CHALLENGE 1: Please summarize the article on the Mecca Charter in two sentences.
CHALLENGE 2: Carry on the article on the Mecca Charter from its final sentence.
### READING TEXT ###
Prague, October 25, 2006 (RFE/RL) — The 10-point Mecca Charter issued on October 20 was drafted by four clerics under the auspices of the 57-member Organization of the Islamic Conference (OIC). It draws on Koranic verses and sayings by the Prophet Muhammad.
The document calls for an end to sectarian violence and attacks on places of worship. It calls for safeguarding the unity and territorial integrity of Iraq; releasing all innocent detainees; and allowing displaced persons to return to their homes. In addition, it urges Iraqis to “work together to end foreign occupation and rebuild the country’s economic, political, and military capabilities.”
Iraqi Religious Leaders Hail the Signing
Religious leaders overwhelmingly praised the charter, saying that it was positive step for Iraq and it represented a powerful message that the Shi’ite and Sunni religious communities supported Iraqi unity and rejected sectarian violence.
Salah Salim Abd al-Razzaq, a Shi’ite participant, said the document was significant because it was signed by both Shi’ite and Sunni religious authorities.
“The Mecca document will yield positive results and will have a great impact on the course of events in the Iraqi street now that it has been signed by Sunni and Shi’ite scholars and now that it has gained the blessing of Shi’ite religious authorities,” he said, the Saudi-based newspaper Ukaz reported on October 21.
Abd al-Salim al-Qubaysi, a Sunni cleric and a member of the Muslim Scholars Association (MSA) stressed that the charter succeeded in fulfilling its objectives and now needed to be implemented.
“The Mecca document included significant points that tackled practical issues such as condemning killings based on sectarian identity, considering it an act of fragmentation,” al-Qubaysi said during an October 21 interview with Al-Jazeera satellite television.
Meanwhile, Al-Iraqiyah television reported on October 22 that several Iraqi cities witnessed large demonstrations in support of the Mecca Charter and Iraqi national unity — an indication the Iraqi public has hopes the charter will end the bloody cycle of sectarian attacks.
Notable Absences
While many Iraqi religious leaders expressed optimism, the absence of Grand Ayatollah Ali al-Sistani and radical Shi’ite cleric Muqtada al-Sadr, or representatives from their respective movements, from the conference was a significant development. Although both men issued statements in support of the conference and the charter, their decision not to attend or to send representatives speaks volumes.
### RECORDS PROVIDED ###
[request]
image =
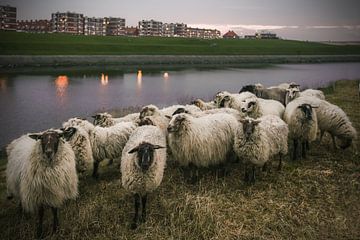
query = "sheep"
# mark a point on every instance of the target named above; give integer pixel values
(234, 100)
(257, 140)
(293, 93)
(41, 173)
(256, 107)
(302, 122)
(143, 162)
(106, 120)
(80, 143)
(202, 141)
(204, 105)
(275, 93)
(106, 142)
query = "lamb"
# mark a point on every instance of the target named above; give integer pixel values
(302, 122)
(256, 107)
(106, 120)
(275, 93)
(106, 142)
(142, 165)
(41, 172)
(80, 143)
(256, 141)
(202, 141)
(204, 105)
(293, 93)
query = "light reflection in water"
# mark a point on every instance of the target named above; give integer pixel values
(61, 83)
(3, 84)
(139, 80)
(104, 79)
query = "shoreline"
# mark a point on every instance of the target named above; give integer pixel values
(17, 61)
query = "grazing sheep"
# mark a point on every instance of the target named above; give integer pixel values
(274, 93)
(302, 122)
(81, 145)
(202, 141)
(257, 140)
(106, 120)
(142, 165)
(293, 93)
(256, 107)
(41, 172)
(204, 105)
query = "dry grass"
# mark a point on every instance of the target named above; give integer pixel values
(316, 198)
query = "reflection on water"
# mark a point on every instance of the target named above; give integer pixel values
(3, 84)
(61, 83)
(104, 79)
(139, 80)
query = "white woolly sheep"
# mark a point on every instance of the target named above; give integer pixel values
(142, 165)
(256, 141)
(302, 122)
(202, 141)
(41, 172)
(106, 120)
(256, 107)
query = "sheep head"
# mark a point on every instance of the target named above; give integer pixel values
(145, 155)
(50, 140)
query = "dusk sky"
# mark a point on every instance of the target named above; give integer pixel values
(315, 20)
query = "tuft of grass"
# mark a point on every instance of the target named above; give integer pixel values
(315, 198)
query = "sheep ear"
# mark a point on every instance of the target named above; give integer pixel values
(157, 146)
(68, 133)
(35, 136)
(134, 150)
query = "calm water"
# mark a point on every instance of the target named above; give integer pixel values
(30, 103)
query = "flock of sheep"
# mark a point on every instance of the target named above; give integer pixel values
(252, 126)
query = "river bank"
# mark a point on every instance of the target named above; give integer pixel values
(16, 61)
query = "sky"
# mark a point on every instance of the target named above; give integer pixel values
(313, 20)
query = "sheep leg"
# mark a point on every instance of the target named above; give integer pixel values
(95, 170)
(40, 222)
(334, 143)
(280, 162)
(136, 215)
(56, 220)
(143, 214)
(303, 149)
(295, 149)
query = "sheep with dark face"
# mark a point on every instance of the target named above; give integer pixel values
(142, 166)
(41, 172)
(257, 140)
(302, 121)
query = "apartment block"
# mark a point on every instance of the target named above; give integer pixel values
(67, 22)
(34, 26)
(94, 26)
(150, 28)
(8, 18)
(114, 26)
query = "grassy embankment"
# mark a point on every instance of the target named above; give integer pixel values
(316, 198)
(13, 43)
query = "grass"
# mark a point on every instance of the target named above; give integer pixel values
(13, 43)
(316, 198)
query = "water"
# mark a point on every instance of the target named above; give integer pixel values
(30, 103)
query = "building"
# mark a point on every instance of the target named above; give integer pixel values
(67, 22)
(230, 35)
(94, 26)
(131, 31)
(114, 26)
(150, 28)
(8, 18)
(202, 33)
(34, 26)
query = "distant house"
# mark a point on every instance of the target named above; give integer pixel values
(230, 35)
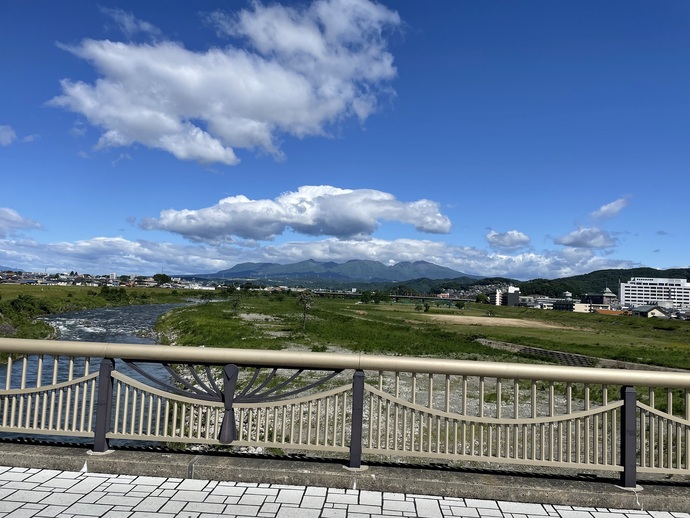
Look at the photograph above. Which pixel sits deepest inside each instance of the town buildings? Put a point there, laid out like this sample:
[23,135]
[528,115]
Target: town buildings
[668,293]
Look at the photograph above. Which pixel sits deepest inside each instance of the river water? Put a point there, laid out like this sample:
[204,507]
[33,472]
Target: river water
[125,324]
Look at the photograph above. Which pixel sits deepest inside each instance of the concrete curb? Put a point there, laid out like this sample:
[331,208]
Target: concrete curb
[668,494]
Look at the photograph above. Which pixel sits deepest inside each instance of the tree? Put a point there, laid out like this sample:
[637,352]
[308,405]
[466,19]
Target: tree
[306,300]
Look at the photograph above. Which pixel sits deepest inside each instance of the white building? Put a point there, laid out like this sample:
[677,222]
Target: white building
[642,291]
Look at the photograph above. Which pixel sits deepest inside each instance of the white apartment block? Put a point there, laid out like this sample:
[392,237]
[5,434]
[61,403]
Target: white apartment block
[664,292]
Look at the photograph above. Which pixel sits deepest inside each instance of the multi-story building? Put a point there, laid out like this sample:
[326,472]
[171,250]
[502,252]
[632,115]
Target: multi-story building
[663,292]
[506,298]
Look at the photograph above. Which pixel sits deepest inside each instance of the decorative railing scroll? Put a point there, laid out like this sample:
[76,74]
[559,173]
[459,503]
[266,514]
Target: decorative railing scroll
[366,406]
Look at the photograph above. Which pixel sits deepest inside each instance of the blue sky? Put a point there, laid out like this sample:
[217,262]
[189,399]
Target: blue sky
[520,139]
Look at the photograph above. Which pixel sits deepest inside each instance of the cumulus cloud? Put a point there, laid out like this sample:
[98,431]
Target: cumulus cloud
[129,24]
[303,70]
[11,221]
[588,238]
[610,209]
[511,240]
[312,210]
[107,254]
[7,135]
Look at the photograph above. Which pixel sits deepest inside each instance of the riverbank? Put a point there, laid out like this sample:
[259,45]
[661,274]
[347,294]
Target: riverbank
[21,306]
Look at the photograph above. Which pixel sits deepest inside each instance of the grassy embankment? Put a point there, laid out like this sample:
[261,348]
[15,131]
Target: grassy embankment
[274,322]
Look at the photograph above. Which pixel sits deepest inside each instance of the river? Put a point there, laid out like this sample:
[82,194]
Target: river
[125,324]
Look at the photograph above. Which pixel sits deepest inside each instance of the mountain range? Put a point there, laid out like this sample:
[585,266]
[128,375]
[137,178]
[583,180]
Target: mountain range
[350,271]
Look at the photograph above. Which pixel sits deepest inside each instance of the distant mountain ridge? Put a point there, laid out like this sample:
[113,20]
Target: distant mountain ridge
[354,270]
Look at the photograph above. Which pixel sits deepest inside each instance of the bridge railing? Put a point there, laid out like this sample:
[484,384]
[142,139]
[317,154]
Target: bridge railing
[351,405]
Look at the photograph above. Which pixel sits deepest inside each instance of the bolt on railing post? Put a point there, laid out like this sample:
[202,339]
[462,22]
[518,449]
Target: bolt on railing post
[629,437]
[357,419]
[228,428]
[104,405]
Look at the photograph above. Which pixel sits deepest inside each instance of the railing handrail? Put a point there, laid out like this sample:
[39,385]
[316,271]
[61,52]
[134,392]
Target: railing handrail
[355,361]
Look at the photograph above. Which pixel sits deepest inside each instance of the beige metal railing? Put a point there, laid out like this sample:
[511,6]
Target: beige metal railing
[377,406]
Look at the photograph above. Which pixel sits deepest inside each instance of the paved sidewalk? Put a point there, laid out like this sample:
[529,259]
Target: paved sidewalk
[28,492]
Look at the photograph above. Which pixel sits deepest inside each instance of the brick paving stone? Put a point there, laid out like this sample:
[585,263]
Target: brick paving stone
[481,504]
[192,485]
[370,498]
[151,504]
[522,508]
[14,475]
[363,509]
[470,512]
[91,497]
[149,481]
[574,514]
[428,508]
[335,498]
[51,511]
[119,500]
[42,476]
[223,490]
[24,513]
[252,500]
[8,507]
[26,495]
[397,505]
[203,507]
[152,515]
[290,496]
[172,507]
[316,491]
[88,509]
[313,502]
[118,488]
[242,510]
[271,508]
[86,485]
[189,496]
[294,512]
[262,491]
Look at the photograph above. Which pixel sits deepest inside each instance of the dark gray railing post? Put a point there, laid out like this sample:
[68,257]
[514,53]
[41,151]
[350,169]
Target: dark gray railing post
[228,428]
[629,437]
[357,419]
[104,405]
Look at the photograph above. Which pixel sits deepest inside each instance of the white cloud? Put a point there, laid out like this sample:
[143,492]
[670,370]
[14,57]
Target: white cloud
[7,135]
[588,238]
[129,24]
[610,209]
[11,221]
[305,70]
[511,240]
[107,254]
[311,210]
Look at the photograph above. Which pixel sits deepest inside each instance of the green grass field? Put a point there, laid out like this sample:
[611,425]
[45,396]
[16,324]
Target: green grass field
[273,322]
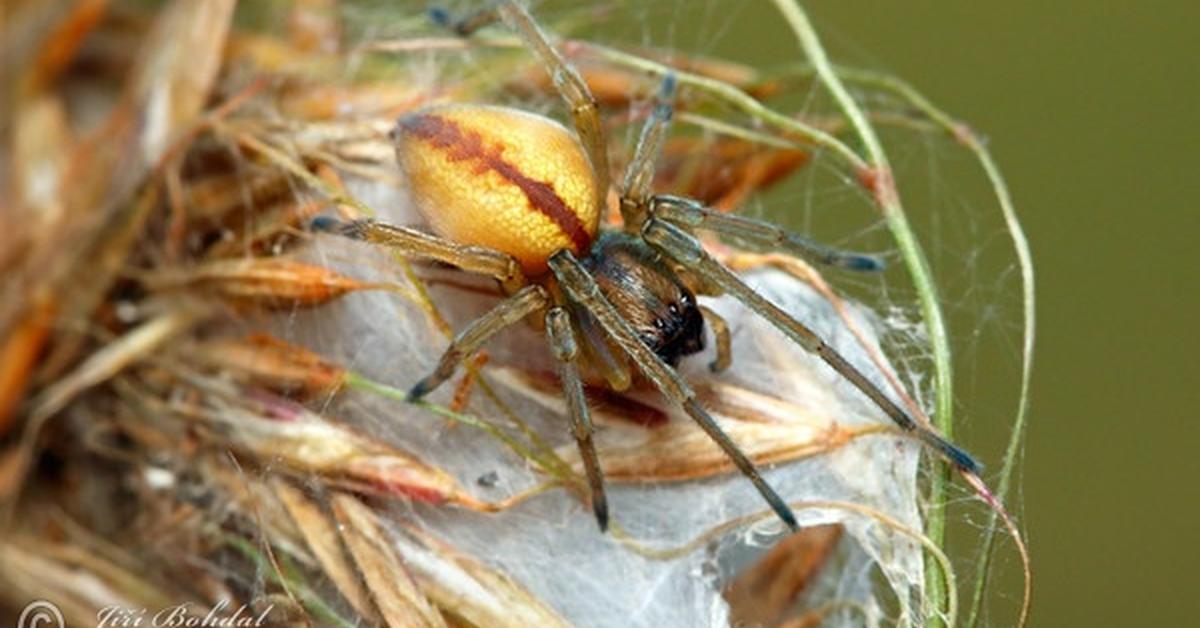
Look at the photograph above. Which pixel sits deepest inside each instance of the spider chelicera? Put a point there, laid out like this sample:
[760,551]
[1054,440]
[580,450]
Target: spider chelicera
[519,197]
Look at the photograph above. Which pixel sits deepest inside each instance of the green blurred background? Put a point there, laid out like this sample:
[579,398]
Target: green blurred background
[1090,107]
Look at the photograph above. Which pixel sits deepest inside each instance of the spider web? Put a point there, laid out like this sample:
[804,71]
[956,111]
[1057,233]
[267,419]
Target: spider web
[549,544]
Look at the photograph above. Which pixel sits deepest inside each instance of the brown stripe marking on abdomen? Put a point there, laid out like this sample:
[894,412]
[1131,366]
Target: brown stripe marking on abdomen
[461,144]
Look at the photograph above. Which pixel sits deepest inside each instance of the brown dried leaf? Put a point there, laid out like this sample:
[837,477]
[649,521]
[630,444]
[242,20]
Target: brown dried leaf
[468,588]
[723,173]
[263,281]
[280,431]
[400,600]
[321,534]
[767,590]
[265,360]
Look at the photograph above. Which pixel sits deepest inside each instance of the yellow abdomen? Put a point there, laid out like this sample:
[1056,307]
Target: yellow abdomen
[499,178]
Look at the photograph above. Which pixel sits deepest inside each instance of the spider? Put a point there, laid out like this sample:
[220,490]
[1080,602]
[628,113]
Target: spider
[519,197]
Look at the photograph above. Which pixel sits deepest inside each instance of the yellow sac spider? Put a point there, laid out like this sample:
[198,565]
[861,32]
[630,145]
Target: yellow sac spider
[519,197]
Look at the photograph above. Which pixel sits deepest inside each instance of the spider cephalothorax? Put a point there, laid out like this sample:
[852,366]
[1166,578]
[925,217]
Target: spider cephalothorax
[647,293]
[517,197]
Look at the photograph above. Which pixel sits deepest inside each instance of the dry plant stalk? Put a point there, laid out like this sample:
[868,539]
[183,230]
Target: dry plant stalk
[198,404]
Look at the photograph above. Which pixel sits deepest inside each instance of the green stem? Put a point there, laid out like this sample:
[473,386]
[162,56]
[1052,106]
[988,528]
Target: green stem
[970,141]
[918,268]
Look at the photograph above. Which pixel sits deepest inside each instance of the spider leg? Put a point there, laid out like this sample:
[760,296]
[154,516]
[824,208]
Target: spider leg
[415,243]
[582,288]
[527,300]
[570,85]
[685,250]
[691,215]
[562,341]
[721,330]
[640,173]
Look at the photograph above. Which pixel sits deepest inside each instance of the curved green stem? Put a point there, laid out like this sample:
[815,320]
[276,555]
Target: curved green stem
[887,197]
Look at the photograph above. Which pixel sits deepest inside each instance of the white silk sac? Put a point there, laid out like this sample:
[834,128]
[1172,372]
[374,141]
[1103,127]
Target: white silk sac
[684,524]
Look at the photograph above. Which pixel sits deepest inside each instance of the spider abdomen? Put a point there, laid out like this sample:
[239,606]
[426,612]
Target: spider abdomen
[499,178]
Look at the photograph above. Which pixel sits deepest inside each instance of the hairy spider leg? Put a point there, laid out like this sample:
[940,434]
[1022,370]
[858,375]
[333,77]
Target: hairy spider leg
[678,245]
[635,192]
[505,314]
[582,288]
[415,243]
[724,344]
[562,341]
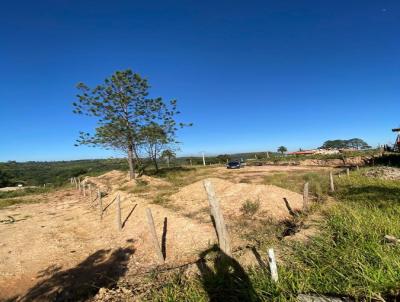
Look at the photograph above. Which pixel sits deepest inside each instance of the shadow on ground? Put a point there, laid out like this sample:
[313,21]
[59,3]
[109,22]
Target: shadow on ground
[225,279]
[101,269]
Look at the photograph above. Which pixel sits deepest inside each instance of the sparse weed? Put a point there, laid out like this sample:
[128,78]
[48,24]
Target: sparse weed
[250,208]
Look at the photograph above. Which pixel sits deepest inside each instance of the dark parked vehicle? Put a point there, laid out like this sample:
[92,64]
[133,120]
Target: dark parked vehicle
[233,165]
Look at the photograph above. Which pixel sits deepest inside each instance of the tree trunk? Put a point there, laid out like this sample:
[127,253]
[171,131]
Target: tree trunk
[155,162]
[131,163]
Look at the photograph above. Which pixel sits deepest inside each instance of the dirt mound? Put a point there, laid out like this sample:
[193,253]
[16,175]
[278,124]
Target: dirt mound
[192,199]
[114,180]
[384,173]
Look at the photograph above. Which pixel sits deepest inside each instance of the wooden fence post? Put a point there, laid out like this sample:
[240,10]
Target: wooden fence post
[272,265]
[154,236]
[223,236]
[331,182]
[100,204]
[305,197]
[118,203]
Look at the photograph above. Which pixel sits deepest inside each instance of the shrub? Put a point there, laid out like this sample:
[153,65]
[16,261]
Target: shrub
[250,208]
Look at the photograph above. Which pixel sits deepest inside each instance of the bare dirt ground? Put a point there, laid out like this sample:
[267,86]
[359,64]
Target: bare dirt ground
[59,246]
[9,189]
[390,173]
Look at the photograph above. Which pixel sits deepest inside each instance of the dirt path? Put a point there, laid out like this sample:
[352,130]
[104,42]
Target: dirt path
[49,238]
[60,247]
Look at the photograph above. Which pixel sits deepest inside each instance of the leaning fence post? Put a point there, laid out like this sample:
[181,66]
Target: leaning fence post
[223,236]
[305,197]
[118,203]
[272,265]
[331,182]
[154,236]
[100,203]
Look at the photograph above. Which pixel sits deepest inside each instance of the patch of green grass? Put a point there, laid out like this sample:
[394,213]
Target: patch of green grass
[249,208]
[349,257]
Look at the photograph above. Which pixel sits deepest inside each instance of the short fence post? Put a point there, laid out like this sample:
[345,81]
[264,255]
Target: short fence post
[100,203]
[331,182]
[272,265]
[154,236]
[305,197]
[119,213]
[223,236]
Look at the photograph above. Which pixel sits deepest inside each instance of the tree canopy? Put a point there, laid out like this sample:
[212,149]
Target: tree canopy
[127,119]
[282,149]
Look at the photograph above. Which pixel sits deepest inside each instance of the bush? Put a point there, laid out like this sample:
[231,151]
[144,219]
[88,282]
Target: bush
[250,208]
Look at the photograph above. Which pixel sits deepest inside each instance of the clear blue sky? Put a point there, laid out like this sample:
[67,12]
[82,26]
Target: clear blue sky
[250,75]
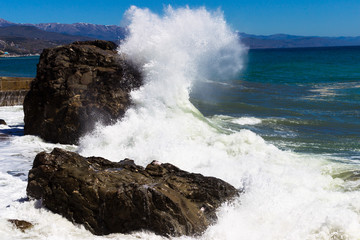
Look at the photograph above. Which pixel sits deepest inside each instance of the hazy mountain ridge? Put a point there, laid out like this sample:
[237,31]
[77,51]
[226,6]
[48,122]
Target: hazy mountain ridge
[22,40]
[77,31]
[104,32]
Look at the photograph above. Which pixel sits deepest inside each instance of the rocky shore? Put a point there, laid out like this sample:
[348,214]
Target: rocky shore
[110,197]
[76,86]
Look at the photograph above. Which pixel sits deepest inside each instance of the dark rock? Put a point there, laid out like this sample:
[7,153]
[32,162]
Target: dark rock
[108,197]
[76,86]
[21,224]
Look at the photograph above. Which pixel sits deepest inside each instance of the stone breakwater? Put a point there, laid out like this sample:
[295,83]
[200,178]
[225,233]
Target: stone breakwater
[13,90]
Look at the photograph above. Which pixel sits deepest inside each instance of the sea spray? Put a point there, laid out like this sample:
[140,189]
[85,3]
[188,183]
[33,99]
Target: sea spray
[286,195]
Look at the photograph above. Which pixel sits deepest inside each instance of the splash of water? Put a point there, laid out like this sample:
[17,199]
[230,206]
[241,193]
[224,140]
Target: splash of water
[287,196]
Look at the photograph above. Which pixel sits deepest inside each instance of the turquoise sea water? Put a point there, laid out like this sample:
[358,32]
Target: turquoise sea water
[18,66]
[308,100]
[284,130]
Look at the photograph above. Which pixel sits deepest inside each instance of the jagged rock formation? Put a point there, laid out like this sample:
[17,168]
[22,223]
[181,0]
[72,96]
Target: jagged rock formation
[77,85]
[21,224]
[108,197]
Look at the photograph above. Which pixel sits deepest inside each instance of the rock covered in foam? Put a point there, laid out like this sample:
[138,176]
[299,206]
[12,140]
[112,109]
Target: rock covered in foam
[108,197]
[76,86]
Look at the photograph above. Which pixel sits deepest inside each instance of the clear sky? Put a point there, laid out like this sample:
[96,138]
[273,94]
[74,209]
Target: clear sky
[298,17]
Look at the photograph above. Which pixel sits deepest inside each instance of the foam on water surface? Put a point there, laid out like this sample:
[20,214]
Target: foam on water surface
[286,195]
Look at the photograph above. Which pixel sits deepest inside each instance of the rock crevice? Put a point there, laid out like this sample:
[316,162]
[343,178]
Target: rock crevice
[76,86]
[108,197]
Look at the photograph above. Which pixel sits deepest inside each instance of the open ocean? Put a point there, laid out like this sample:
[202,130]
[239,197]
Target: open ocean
[283,125]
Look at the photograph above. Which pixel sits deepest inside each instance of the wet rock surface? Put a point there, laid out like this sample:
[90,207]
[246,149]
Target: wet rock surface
[76,86]
[21,224]
[121,197]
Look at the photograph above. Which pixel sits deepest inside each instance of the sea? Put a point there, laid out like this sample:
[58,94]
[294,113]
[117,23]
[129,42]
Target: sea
[281,125]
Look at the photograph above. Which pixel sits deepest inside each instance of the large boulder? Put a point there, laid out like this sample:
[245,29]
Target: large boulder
[77,85]
[109,197]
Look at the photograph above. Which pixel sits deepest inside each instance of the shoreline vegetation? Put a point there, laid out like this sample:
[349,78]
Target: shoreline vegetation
[13,90]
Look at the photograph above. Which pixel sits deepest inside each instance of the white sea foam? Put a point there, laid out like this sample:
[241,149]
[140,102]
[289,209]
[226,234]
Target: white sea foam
[286,195]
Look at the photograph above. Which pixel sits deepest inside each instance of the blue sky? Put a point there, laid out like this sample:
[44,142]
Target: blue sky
[298,17]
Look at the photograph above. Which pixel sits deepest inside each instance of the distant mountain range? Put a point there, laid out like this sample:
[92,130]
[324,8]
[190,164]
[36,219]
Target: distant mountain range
[32,38]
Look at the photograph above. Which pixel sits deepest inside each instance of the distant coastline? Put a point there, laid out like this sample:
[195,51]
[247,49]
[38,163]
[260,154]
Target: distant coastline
[30,39]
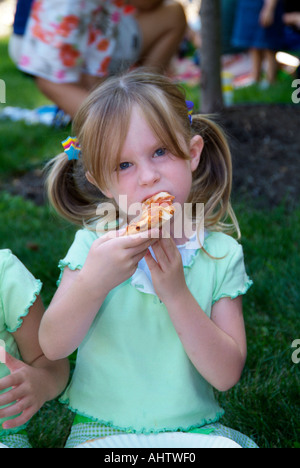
###
ANSWER 1: Drafted by four clerics under the Organization of the Islamic Conference and issued on October 20, the Mecca Charter calls for an end to sectarian violence and attacks on places of worship, the safeguarding of Iraq's unity and territorial integrity, the release of innocent detainees, and the return of displaced persons. Iraqi Shi'ite and Sunni religious leaders largely praised it and demonstrations in several cities supported it, but Grand Ayatollah Ali al-Sistani and Muqtada al-Sadr did not attend the conference or send representatives, although both men issued statements in support.

ANSWER 2:
Al-Sistani called on all sides to accept the charter, but his absence may have weakened its potential impact among his Shi’ite followers, who may question its legitimacy. Al-Sistani is the most revered Shi’ite cleric in Iraq and if he had sent a representative to sign the charter on his behalf, it would have most certainly given it greater weight and legitimacy not only among his followers, but throughout Iraq’s religious establishment.
Al-Sadr’s decision to stay away from the Mecca conference places him further at odds with Prime Minister Nuri al-Maliki’s government, which has been trying to reign in militias, particularly, al-Sadr’s Imam al-Mahdi Army. That militia has been widely blamed for much of the sectarian violence.
Furthermore, al-Sadr’s absence sends a conflicting message as to whether he actually wants to halt the sectarian strife. Earlier he urged his followers to stop carrying out sectarian attacks and vowed to go after his militiamen who have been accused of being involved in death squads. His absence from the conference, like al-Sistani’s, weakens the Mecca Charter.
Will It Make A Difference?
The gathering of Shi’ite and Sunni religious leaders and the signing of the charter sends a powerful message that Iraqi religious leaders are serious about preserving nation’s unity and halting sectarian violence. For a nation that has had difficulty in agreeing on just about everything since the overthrow of the Hussein regime, the unanimous acceptance of the charter undoubtedly represents hope for Iraqis.
Furthermore, the optimism generated by the signing of the Mecca Charter has created momentum for the OIC to organize a follow-up meeting. A high-level OIC source indicated the organization plans to hold a reconciliation conference of Iraqi political leaders in Mecca during the upcoming Hajj season at the end of the year, the Jeddah-based Arab News reported October 23.
However, Iraqis have heard these statements before only to be disillusioned by them. During the reconciliation conference held in Cairo under the auspices of the Arab League in 2005, delegates rejected divisions along ethnic and religious lines and stressed Iraq’s unity. However, three months later Iraq plunged into its current state of sectarian violence after the bombing of the Al-Askari (Golden) mosque in Samarra.
Several Iraqi politicians have expressed doubts that the Mecca Charter can have any effect on the security situation in the country. Iyad Jamal al-Din, a lawmaker and a member of the Iraqi List, told Baghdad Satellite Television on October 21 that “those who murder, blow up, and deem spilling of Iraqi blood permissible do not believe in religion nor do they follow a religious scholar and will therefore continue on their path.”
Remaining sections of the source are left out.